**Exercise aim:**
How many lines of the material below contain the string "lake"? Case counts. Reply with the number alone.

**Record set:**

────────────────

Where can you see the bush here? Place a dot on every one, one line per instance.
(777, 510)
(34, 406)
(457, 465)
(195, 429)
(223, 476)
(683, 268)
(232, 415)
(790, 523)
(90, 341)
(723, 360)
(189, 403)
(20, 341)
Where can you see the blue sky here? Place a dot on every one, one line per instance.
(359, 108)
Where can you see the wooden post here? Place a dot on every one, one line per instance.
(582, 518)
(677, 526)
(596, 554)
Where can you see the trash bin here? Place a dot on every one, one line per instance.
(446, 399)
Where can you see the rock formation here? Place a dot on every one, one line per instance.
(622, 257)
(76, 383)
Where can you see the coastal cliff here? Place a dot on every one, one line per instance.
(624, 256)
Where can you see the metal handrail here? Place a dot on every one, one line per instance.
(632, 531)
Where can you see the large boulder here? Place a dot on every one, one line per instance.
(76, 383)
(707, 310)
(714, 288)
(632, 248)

────────────────

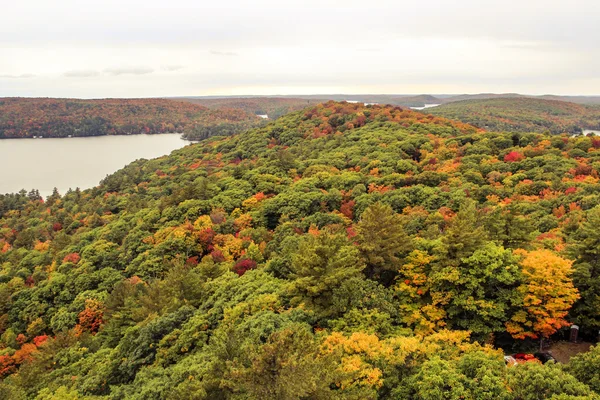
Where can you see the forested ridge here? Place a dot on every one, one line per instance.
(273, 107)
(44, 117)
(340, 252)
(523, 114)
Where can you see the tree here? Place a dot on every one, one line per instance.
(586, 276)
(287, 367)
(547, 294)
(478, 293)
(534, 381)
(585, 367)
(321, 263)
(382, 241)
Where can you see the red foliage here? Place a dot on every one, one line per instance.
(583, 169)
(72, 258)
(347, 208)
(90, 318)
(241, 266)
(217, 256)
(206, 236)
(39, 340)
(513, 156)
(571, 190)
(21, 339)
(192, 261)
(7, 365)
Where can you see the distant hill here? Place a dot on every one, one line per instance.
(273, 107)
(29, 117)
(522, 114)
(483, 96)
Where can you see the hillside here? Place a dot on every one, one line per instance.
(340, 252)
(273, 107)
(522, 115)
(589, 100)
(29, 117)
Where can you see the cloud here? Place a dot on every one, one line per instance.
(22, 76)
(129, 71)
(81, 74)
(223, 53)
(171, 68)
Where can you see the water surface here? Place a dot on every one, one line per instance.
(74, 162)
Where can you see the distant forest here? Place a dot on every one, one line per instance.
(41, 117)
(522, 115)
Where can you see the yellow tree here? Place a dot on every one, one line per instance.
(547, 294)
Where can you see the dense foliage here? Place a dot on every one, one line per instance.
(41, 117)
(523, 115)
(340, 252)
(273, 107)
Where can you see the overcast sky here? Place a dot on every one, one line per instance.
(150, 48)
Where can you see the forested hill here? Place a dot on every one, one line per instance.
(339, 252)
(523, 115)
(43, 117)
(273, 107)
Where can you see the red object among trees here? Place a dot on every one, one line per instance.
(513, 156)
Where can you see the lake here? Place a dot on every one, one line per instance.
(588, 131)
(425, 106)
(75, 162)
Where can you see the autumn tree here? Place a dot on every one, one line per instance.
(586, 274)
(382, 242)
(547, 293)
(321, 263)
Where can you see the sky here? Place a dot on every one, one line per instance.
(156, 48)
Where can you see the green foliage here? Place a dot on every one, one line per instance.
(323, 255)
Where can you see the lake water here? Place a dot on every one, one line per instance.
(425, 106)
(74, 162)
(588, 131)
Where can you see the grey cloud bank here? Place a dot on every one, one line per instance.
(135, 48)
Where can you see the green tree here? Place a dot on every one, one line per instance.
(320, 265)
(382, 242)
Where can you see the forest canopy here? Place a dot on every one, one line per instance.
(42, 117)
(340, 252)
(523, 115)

────────────────

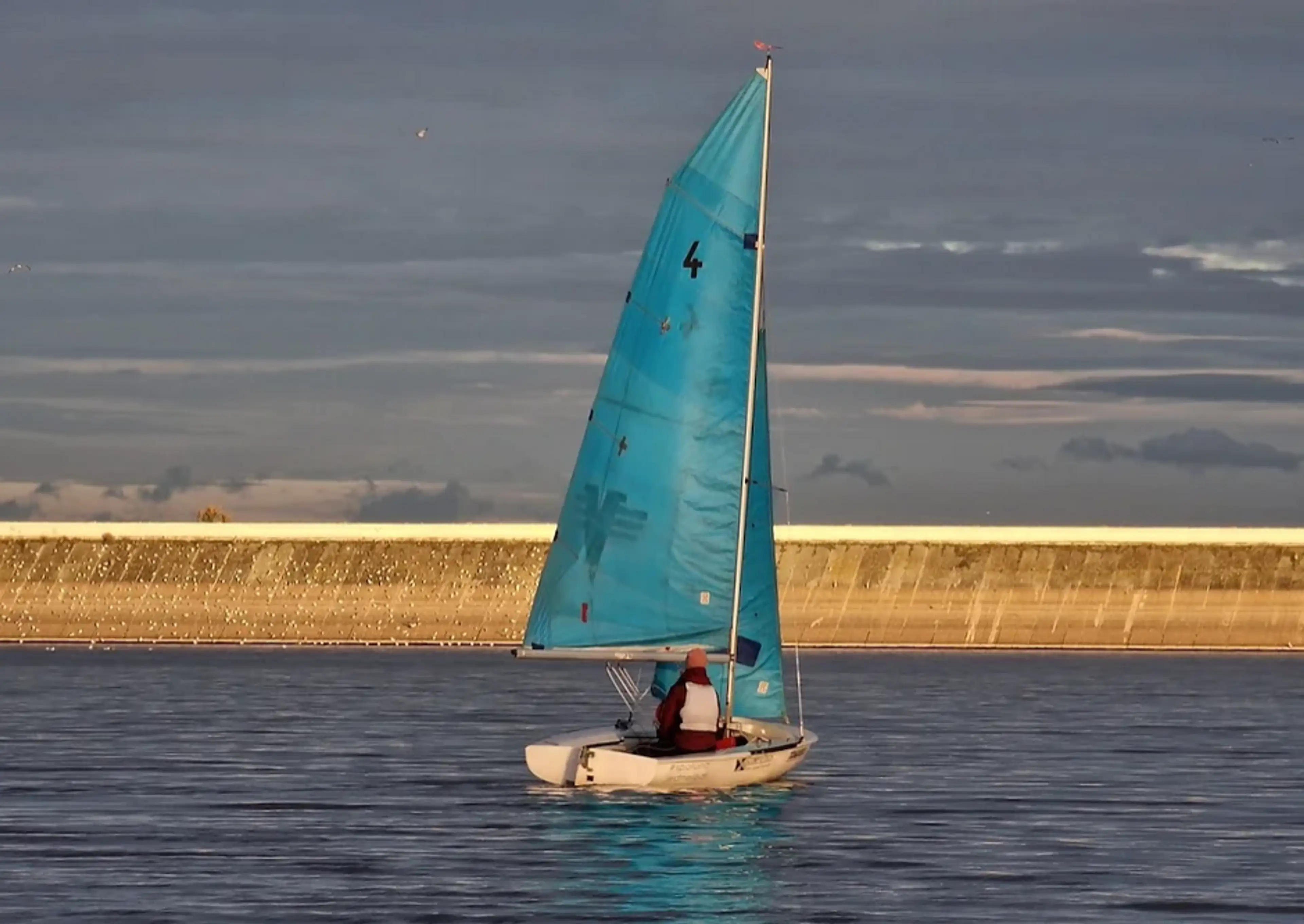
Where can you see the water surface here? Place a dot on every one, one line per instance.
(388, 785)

────────────────

**The completed task:**
2